┏━━

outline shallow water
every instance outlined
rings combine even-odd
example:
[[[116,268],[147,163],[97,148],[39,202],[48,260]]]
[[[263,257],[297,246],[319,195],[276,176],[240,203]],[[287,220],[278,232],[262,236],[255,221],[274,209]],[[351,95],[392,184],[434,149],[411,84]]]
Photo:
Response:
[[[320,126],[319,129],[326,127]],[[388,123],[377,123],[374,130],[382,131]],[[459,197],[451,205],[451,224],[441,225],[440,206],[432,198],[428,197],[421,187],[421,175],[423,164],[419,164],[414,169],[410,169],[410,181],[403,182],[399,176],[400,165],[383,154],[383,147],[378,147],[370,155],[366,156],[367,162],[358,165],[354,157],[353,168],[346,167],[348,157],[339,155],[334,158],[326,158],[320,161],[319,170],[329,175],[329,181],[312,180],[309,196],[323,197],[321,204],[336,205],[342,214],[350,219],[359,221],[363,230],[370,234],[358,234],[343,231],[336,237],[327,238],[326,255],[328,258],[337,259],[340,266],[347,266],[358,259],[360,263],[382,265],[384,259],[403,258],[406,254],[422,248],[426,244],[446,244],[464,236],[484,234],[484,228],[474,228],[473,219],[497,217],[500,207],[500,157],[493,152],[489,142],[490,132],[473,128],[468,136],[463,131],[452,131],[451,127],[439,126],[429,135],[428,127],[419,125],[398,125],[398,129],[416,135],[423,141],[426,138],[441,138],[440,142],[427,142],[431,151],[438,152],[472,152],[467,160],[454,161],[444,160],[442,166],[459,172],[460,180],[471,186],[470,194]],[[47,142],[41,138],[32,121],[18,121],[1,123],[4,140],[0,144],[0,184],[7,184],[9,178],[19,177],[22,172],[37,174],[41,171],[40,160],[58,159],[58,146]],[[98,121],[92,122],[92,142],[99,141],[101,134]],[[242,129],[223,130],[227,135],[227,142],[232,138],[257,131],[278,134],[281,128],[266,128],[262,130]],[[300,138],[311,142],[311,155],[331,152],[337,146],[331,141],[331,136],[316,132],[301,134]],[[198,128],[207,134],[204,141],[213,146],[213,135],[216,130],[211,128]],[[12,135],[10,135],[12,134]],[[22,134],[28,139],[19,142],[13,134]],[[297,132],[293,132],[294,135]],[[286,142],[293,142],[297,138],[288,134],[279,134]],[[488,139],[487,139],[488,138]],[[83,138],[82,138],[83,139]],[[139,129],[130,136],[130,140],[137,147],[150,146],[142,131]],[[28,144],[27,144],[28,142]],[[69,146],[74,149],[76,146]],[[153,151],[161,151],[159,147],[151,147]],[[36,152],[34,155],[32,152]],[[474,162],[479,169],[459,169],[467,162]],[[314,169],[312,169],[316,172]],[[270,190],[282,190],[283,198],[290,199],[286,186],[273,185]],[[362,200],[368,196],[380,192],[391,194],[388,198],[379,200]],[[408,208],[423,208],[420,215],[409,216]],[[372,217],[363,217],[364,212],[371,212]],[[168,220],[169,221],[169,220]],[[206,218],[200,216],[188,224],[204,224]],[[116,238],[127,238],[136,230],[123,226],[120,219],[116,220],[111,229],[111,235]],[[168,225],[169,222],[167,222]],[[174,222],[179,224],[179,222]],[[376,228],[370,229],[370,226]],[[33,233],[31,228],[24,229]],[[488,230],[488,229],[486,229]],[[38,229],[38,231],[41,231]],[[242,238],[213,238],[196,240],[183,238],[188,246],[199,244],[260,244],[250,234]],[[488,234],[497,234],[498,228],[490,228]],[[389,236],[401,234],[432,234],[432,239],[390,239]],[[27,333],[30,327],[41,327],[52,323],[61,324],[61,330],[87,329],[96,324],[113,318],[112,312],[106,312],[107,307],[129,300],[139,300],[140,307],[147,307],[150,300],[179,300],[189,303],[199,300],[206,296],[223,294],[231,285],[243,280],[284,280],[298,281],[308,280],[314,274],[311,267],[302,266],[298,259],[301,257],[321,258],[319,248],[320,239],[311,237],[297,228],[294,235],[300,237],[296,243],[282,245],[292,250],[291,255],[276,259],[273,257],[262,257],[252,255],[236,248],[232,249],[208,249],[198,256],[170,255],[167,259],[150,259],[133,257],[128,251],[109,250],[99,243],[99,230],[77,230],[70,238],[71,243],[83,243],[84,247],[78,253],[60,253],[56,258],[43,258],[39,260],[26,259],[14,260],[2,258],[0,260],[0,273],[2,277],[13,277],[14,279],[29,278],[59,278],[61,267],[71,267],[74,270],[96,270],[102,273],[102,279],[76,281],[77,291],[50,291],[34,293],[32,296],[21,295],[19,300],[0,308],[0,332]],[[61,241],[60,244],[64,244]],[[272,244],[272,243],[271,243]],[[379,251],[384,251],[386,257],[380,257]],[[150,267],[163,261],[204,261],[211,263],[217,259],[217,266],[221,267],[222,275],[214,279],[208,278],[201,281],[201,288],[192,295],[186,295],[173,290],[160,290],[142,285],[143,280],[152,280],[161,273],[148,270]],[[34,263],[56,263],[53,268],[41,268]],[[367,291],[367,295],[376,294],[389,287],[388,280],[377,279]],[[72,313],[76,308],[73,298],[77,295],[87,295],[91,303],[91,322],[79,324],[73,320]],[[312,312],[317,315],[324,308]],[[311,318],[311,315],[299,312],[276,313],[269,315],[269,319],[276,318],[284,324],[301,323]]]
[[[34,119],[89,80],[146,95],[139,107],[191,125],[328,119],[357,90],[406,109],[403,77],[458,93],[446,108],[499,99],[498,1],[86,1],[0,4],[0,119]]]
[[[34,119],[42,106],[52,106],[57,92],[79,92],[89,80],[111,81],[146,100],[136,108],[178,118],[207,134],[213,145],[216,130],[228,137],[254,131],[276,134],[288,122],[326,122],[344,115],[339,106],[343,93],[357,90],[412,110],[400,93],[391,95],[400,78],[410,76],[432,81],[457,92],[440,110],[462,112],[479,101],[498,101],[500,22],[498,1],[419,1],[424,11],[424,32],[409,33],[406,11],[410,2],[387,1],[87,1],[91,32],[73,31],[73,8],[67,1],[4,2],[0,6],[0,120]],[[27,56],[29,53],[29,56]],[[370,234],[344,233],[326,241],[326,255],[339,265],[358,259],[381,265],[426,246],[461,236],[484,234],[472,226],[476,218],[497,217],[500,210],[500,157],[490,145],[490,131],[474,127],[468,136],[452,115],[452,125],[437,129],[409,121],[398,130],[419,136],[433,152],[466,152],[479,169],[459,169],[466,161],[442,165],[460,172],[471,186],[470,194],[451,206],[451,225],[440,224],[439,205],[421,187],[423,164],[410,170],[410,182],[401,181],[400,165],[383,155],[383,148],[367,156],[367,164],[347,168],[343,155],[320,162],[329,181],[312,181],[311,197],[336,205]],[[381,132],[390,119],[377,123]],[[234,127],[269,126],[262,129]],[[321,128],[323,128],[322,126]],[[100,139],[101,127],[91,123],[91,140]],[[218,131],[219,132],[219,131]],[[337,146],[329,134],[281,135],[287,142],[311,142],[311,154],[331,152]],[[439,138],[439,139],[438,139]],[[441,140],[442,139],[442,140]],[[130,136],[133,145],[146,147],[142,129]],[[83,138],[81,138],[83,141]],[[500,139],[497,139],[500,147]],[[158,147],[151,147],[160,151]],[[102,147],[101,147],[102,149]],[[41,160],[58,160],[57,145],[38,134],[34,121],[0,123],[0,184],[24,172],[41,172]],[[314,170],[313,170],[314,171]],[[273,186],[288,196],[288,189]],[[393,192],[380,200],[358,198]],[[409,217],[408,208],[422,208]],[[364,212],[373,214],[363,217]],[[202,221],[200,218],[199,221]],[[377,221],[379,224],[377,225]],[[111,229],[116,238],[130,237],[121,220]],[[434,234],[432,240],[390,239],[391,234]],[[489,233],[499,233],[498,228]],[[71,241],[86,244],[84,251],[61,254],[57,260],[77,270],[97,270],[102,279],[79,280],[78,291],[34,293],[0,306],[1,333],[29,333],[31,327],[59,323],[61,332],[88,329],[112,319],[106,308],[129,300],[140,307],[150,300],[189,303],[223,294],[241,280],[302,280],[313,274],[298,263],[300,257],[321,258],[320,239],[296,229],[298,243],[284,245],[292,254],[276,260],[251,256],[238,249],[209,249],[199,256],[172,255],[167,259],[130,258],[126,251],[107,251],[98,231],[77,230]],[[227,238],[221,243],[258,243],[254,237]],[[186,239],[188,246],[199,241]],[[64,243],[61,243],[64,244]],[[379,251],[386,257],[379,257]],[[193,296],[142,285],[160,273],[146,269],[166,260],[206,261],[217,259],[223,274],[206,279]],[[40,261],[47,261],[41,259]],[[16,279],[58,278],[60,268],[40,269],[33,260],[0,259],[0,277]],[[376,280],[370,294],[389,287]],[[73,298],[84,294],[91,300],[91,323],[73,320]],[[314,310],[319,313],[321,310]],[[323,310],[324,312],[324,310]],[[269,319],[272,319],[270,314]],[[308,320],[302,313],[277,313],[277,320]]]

┗━━

# To do
Retype the records exactly, starting at their first line and ending at the line that contains "[[[116,268],[147,163],[97,148],[39,202],[48,260]]]", including both of those lines.

# Correct response
outline shallow water
every instance outlined
rings combine even-odd
example:
[[[116,268],[147,163],[97,148],[39,202],[48,260]]]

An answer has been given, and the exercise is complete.